* **TEXTE FOURNI**

□ □ □

Les maîtres de cycle 2 (CP-CE1) déploraient que l’enseignement systématique de la conjugaison et de la grammaire ait lieu alors que les élèves ne maîtrisaient pas encore suffisamment la lecture : « Le programme de français est « trop lourd », « hors de portée » (Nancy-Metz) sur tout le cycle 2. On relève majoritairement des difficultés sur les apprentissages de l’étude de la langue à « un moment où les élèves ne sont pas encore des lecteurs aguerris » (Nice). Les élèves ne comprennent pas la notion de conjugaison. De façon plus générale, les notions de français sont trop abstraites pour des enfants de cet âge-là. Les élèves n’ont pas la maturité. Il faut « s’appuyer sur l’oral notamment pour travailler la conjugaison » et mettre « l’accent sur le présent et le futur ». La conjugaison au passé composé au CE1 est « inaccessible ». En grammaire, la démarche proposée est trop explicite (Nice). La nature des mots, le genre et le nombre ainsi que l’accord ne peuvent être acquis par des enfants qui ne sont pas encore en possession de la lecture. Cet enseignement est effectué alors que les élèves ont encore besoin d’apprendre à lire. Il conviendrait de supprimer les classes de mots (Rouen). Les adverbes sont très souvent cités comme « difficiles à enseigner » voire à supprimer (Reims). Ces apprentissages se font au détriment de la lecture. Les notions sont abordées « prématurément » » (p. 18). Dont acte, et le Ministère de préconiser dans sa circulaire : « Afin de préparer les élèves à une réflexion sur la langue, en grammaire, l’étude des propriétés définissant certaines classes de mots (nom, verbe, adjectif, déterminant) est d’abord au service de la maîtrise de l’écriture et de l’orthographe. Elle s’effectue essentiellement à l’aide de manipulations et de transformations, sans objectif de systématisation ». De même : « La première approche des formes verbales vise à faire repérer les ressemblances entre les marques liées au temps ou au sujet. Des situations orales d’entraînement permettent d’en approcher les mécanismes de construction et d’en faire apparaître les régularités. »

□ □ □

* **DONNÉES**
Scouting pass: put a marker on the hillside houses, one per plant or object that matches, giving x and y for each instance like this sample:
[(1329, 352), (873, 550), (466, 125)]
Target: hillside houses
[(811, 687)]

□ □ □

* **CONSIGNES**
A. Selon le texte sur l'enseignement du français au cycle 2, quelle conjugaison est qualifiée d'« inaccessible » au CE1 ?
B. Poursuivez le texte sur l'enseignement du français au cycle 2 après sa dernière phrase.

* **RÉPONSES**
A. La conjugaison au passé composé.

B.
Les enseignants du cycle 2 jugeaient les opérations « technicistes », affirmaient que « les élèves « mélangent tout » parce qu’ils apprennent les techniques sans le sens », ils demandaient en conséquence que « les situations problèmes et la manipulation devancent la technique opératoire » (p. 18) ; le Ministère prend en considération cet avis et affirme : « La construction du sens, l’automatisation et la mobilisation des savoirs sont particulièrement complémentaires en mathématiques. Comprendre les différentes opérations est indispensable à l’élaboration de savoirs solides que l’élève peut alors réinvestir. En parallèle, l’automatisation de la connaissance de « faits numériques » augmente considérablement les capacités de « calcul intelligent », où l’élève comprend ce qu’il fait et pourquoi il le fait. La résolution de problèmes permet de donner du sens aux apprentissages et de conforter les compétences dans chacun des domaines mathématiques. »
Les maîtres du cycle 3 (CE2-CM) demandaient « une forte augmentation du temps imparti à la résolution de problème pour donner du sens aux apprentissages dans ce domaine » (p. 22). Le Ministère martèle : « La résolution de problèmes joue un rôle essentiel dans l’activité mathématique. Elle est présente dans tous les domaines et s’exerce à tous les stades des apprentissages. »
Il semblerait donc que cet aggiornamento ministériel concernant les programmes du primaire aille dans le sens des désirs enseignants.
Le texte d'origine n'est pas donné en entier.